Records from a point-labeling set:
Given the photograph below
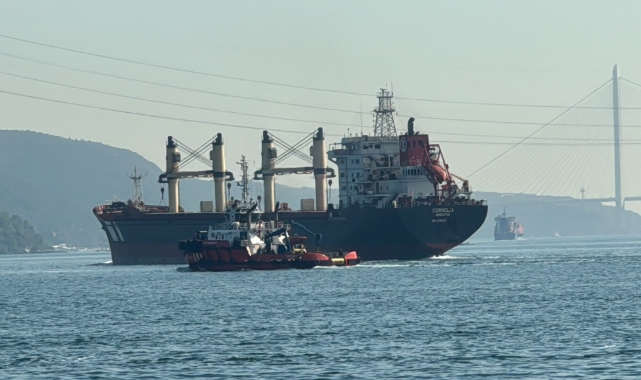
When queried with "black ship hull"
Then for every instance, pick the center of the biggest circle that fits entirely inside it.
(375, 233)
(504, 236)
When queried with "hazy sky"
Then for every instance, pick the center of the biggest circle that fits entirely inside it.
(532, 52)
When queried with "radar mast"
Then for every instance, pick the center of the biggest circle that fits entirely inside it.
(384, 123)
(137, 186)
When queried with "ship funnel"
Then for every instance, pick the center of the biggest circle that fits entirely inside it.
(217, 156)
(319, 163)
(268, 154)
(410, 126)
(173, 166)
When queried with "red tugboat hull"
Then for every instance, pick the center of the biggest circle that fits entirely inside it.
(226, 259)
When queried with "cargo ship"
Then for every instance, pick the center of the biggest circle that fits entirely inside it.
(507, 228)
(397, 198)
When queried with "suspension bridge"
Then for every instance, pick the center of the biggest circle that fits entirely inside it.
(589, 151)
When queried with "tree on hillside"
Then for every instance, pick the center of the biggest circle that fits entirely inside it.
(18, 236)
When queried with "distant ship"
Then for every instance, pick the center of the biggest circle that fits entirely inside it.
(397, 198)
(507, 228)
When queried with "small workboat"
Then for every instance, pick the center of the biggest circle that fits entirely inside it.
(241, 244)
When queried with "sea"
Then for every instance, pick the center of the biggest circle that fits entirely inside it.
(526, 309)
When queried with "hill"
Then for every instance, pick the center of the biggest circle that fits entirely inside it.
(55, 182)
(18, 236)
(545, 216)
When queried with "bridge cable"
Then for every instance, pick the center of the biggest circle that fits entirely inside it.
(539, 129)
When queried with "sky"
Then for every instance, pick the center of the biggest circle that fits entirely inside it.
(515, 52)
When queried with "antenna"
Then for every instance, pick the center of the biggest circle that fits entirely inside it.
(244, 181)
(137, 187)
(360, 107)
(384, 124)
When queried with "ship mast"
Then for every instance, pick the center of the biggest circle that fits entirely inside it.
(244, 181)
(384, 124)
(137, 186)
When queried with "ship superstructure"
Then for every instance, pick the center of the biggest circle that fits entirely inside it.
(507, 228)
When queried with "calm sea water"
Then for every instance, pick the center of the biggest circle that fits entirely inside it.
(546, 308)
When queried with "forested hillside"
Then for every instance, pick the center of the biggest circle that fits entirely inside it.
(18, 236)
(55, 182)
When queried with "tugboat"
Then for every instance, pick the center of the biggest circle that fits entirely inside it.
(507, 228)
(242, 244)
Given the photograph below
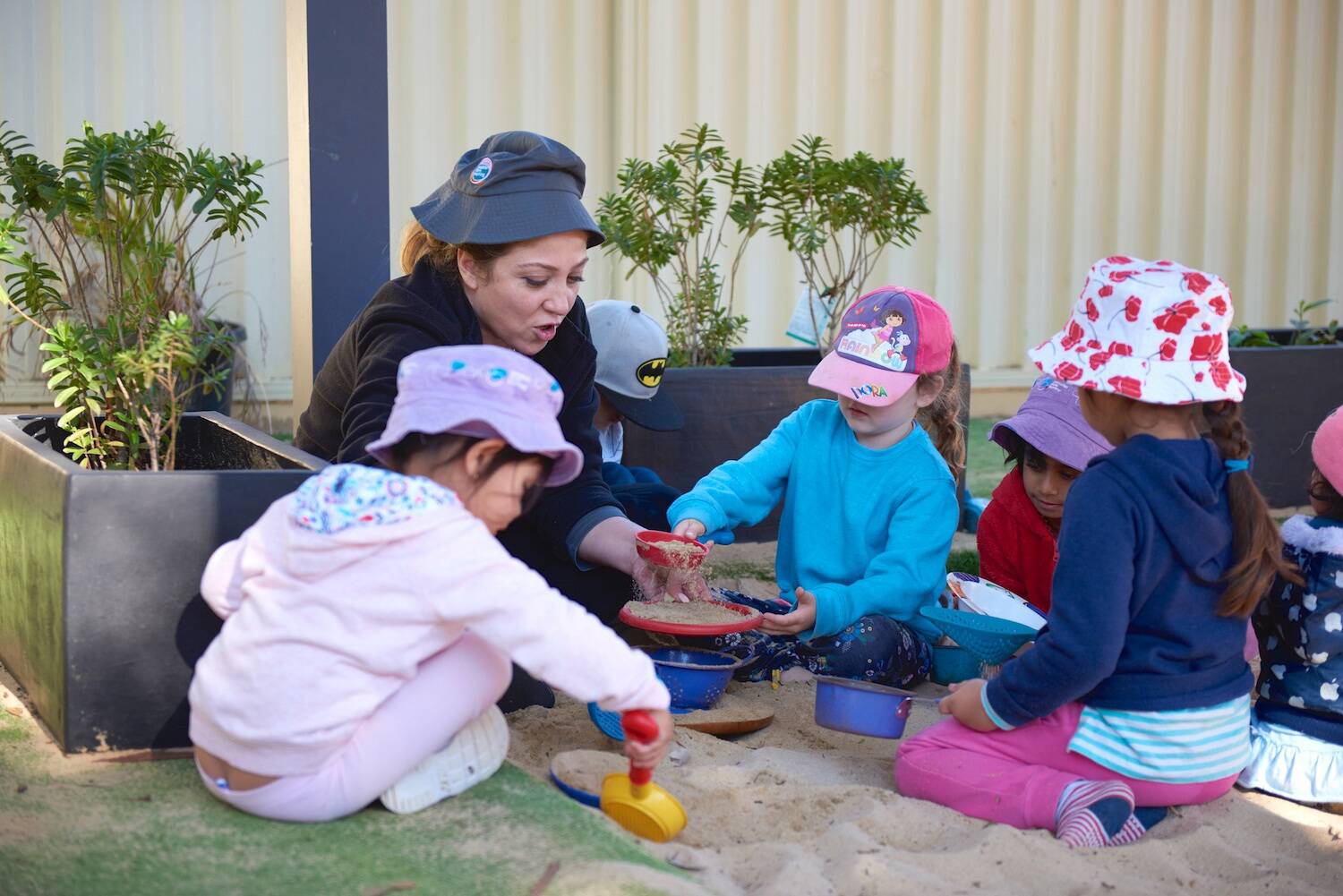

*TASK REQUIREMENTS*
Show each line of the material above that contains the word "hull".

*EXERCISE RESPONSE*
When queried with "black ship hull"
When queried with "red tugboat hull"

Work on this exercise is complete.